==== Extract provided ====

Robustness — never panic, never over-read — Tier 2¶
The bounds-checked parsers reject short/truncated input
(group_desc.rs reject_too_short, journal corrupt-input tests above) with
typed Ext4Errors rather than panicking. unsafe_code = "forbid"
(Cargo.toml:29) is enforced workspace-wide, and correctness / suspicious
clippy lints are deny (Cargo.toml:33-34). cargo-fuzz targets exist for the
highest-risk parsers (fuzz/fuzz_targets/parse_superblock.rs,
parse_inode.rs, read_dir.rs); their invariant is "must not panic."
Reproducing the validation¶
All tests are committed inline #[cfg(test)] modules and run with cargo test.
The image-backed tests skip cleanly when the fixture is absent (they print
skip: …), so a checkout without the images still passes; regenerate the images
with the scripts below to exercise them.
# Full suite (image-backed tests skip if fixtures absent)
cargo test --workspace
# Regenerate the fixtures (Linux; forensic.img needs Docker)

==== Data entries ====

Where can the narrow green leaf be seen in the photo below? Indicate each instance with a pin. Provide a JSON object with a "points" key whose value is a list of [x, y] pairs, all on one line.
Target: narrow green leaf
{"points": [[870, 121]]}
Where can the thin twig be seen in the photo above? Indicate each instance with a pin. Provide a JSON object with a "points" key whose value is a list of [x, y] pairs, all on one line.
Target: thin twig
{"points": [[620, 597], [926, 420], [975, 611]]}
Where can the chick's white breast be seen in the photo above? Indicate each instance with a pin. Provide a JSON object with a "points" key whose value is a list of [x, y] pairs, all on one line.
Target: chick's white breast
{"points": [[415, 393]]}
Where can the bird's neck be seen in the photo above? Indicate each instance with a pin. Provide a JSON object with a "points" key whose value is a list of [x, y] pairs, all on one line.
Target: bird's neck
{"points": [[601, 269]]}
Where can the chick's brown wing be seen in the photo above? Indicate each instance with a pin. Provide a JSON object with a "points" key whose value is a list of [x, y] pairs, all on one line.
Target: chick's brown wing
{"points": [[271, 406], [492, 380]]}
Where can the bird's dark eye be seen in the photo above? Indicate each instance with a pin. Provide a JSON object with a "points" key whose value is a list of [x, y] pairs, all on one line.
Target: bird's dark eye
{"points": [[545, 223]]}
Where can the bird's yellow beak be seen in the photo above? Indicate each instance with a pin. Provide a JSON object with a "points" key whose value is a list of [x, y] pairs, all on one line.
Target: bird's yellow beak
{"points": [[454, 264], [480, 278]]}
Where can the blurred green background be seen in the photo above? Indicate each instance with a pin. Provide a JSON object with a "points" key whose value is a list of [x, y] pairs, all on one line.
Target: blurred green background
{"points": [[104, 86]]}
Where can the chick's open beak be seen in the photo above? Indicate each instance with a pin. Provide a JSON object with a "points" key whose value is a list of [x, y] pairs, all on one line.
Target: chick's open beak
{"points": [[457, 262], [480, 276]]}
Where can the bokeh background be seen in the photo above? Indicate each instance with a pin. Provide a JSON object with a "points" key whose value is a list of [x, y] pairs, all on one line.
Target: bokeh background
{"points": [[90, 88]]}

====

Written request:
Rewrite the paragraph that begins "The bounds-checked parsers reject" in the ext4 parser text above as a short bulleted list that keeps its main facts.

Exercise solution:
- The bounds-checked parsers reject short or truncated input with typed Ext4Errors instead of panicking, as shown by group_desc.rs reject_too_short and the journal corrupt-input tests.
- unsafe_code = "forbid" (Cargo.toml:29) is enforced across the whole workspace.
- Correctness and suspicious clippy lints are set to deny (Cargo.toml:33-34).
- cargo-fuzz targets cover the highest-risk parsers (fuzz/fuzz_targets/parse_superblock.rs, parse_inode.rs, read_dir.rs), with the invariant "must not panic."